======== Quoted passage ========

# Here we go!



## jpfrog (Apr 18, 2022)

I am incredibly nervous today- I just bought a lathe this morning!  I have wanted an old South Bend since I started going to my gunsmith 15 years ago or so, as that is what he uses and his work is impeccable (yes, great work can be achieved on just about anything if the operator is great).  However, in recent years as I've gotten closer to actually putting something in my garage, I've been leaning toward new models from either Taiwan or China out of fear of having to sink a ton of money and time into fixing up an old SB.  Those, however, have sky-rocketed in price in the last couple of years....

Well, today I found an old South Bend heavy 10, across the country, that is very similar to the model at my smith's (he has a CL187RB, and this is a CL0187RB).  It appears to be in pretty good shape, and was at a price I am comfortable with considering the attachments/tools that come with it and it's apparent condition, and is much less than a new lathe from overseas with none of the extra tooling/attachments.  So, now I wait for my check to travel across the country to be cashed, and the lathe to be shipped.  NERVOUS!


----------



## Mini Cooper S (Apr 18, 2022)

Congratulations, on the new lathe.  South Bends, in my opinion, are well worth the money and any trouble to put them in good repair, They have "Good Bones".  I will take old iron over some new machines anytime.  All the tooling that goes with it will be well worth the investment. Enjoy!

Richard


----------



## benmychree (Apr 18, 2022)

Without pics it does not exist ---


----------



## jpfrog (Apr 18, 2022)

benmychree said:


> Without pics it does not exist ---


Ha!  Technically, it doesn't exist, yet.  It probably won't get here for another couple of weeks.


----------



## benmychree (Apr 18, 2022)

jpfrog said:


> Ha!  Technically, it doesn't exist, yet.  It probably won't get here for another couple of weeks.


We will expect pics when that happens ---


----------



## jpfrog (Apr 18, 2022)

benmychree said:


> We will expect pics when that happens ---


Will do! In the meantime, your location out in St. Helena has made me think I should open a bottle from a vineyard out there instead of popping the cork on a bourbon I was planning on having while I get dinner ready for the family.


----------



## benmychree (Apr 18, 2022)

Come 5:00, I will be having the bourbon, then some wine with dinner!  The view out our front door is mostly all vineyard, and my business catered to wineries, I retired about 10 years ago and sold the business.  The buyer did not want all the machinery so I had to bring it home (poor me).

======== Information shown ========

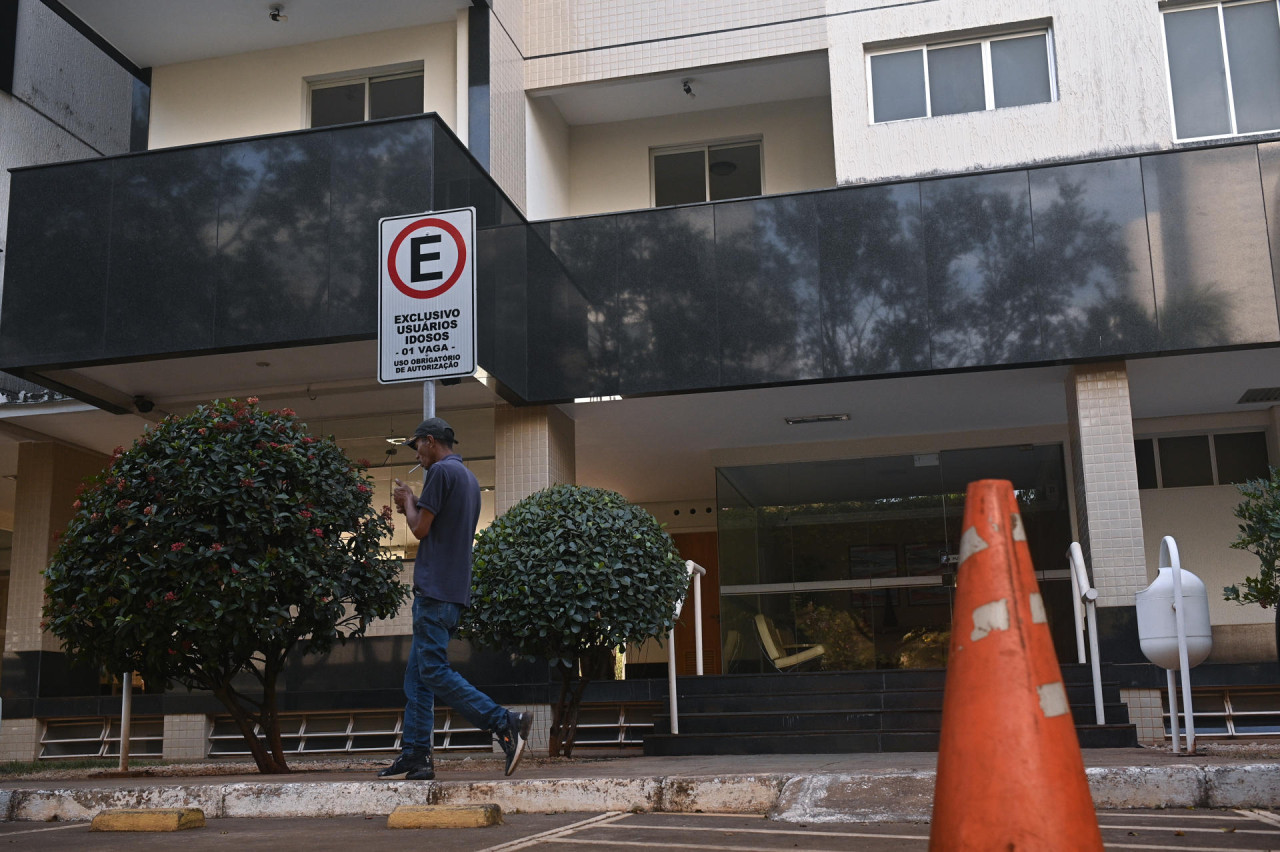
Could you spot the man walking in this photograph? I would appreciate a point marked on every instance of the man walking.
(444, 521)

========

**Task 1:**
In the forum thread, what model number does the South Bend lathe that jpfrog bought carry?
**Task 2:**
List every username that posts in the forum thread.
**Task 3:**
Decide whether each statement agrees with the forum thread: (a) jpfrog's gunsmith works on a South Bend lathe. (b) jpfrog expects the lathe to arrive within a few days. (c) benmychree still runs a business that serves wineries. Answer yes or no for each, quoting the words from the forum thread that settle it.

**Correct result 1:**
CL0187RB

**Correct result 2:**
jpfrog, Mini Cooper S, benmychree

**Correct result 3:**
(a) Yes: "I have wanted an old South Bend since I started going to my gunsmith 15 years ago or so, as that is what he uses"
(b) No: "It probably won't get here for another couple of weeks."
(c) No: "I retired about 10 years ago and sold the business."